--- START ---

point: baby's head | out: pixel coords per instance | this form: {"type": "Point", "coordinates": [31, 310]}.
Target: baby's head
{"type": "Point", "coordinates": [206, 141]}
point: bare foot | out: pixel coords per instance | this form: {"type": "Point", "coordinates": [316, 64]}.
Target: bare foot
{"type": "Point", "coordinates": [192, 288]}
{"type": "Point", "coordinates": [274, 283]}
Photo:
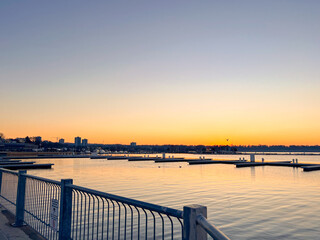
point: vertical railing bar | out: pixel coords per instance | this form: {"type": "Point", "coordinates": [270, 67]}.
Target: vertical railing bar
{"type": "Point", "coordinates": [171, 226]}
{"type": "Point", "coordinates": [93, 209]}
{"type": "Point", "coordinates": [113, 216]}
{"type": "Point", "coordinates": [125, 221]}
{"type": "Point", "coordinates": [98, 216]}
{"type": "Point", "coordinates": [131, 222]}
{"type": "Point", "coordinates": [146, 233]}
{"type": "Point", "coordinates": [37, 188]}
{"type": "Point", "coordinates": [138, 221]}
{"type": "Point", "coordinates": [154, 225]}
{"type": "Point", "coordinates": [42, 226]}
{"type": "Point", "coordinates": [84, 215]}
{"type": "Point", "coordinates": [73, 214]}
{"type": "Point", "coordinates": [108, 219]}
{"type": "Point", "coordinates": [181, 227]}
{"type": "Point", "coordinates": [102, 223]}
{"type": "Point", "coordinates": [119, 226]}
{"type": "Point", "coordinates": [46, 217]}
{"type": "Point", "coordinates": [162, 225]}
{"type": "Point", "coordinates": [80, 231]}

--- END ---
--- START ---

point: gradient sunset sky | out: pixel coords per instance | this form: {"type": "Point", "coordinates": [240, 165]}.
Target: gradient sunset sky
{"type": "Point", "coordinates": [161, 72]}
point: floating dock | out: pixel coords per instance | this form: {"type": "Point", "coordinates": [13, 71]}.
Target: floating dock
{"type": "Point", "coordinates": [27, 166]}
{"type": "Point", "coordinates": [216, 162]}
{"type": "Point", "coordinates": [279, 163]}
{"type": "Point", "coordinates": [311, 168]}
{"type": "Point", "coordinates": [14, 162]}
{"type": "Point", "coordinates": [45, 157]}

--- END ---

* **Aim of the exercise**
Reproduce exactly the lines above starting at the line containing "Target: baby's head" and ending at the line containing "point: vertical railing", including both, but not the pictures.

* **Response area**
Target: baby's head
{"type": "Point", "coordinates": [206, 141]}
point: bare foot | out: pixel coords per instance | this form: {"type": "Point", "coordinates": [316, 64]}.
Target: bare foot
{"type": "Point", "coordinates": [192, 288]}
{"type": "Point", "coordinates": [274, 283]}
Photo:
point: vertical railing bar | out: pixel coords per instance | this form: {"type": "Point", "coordinates": [270, 67]}.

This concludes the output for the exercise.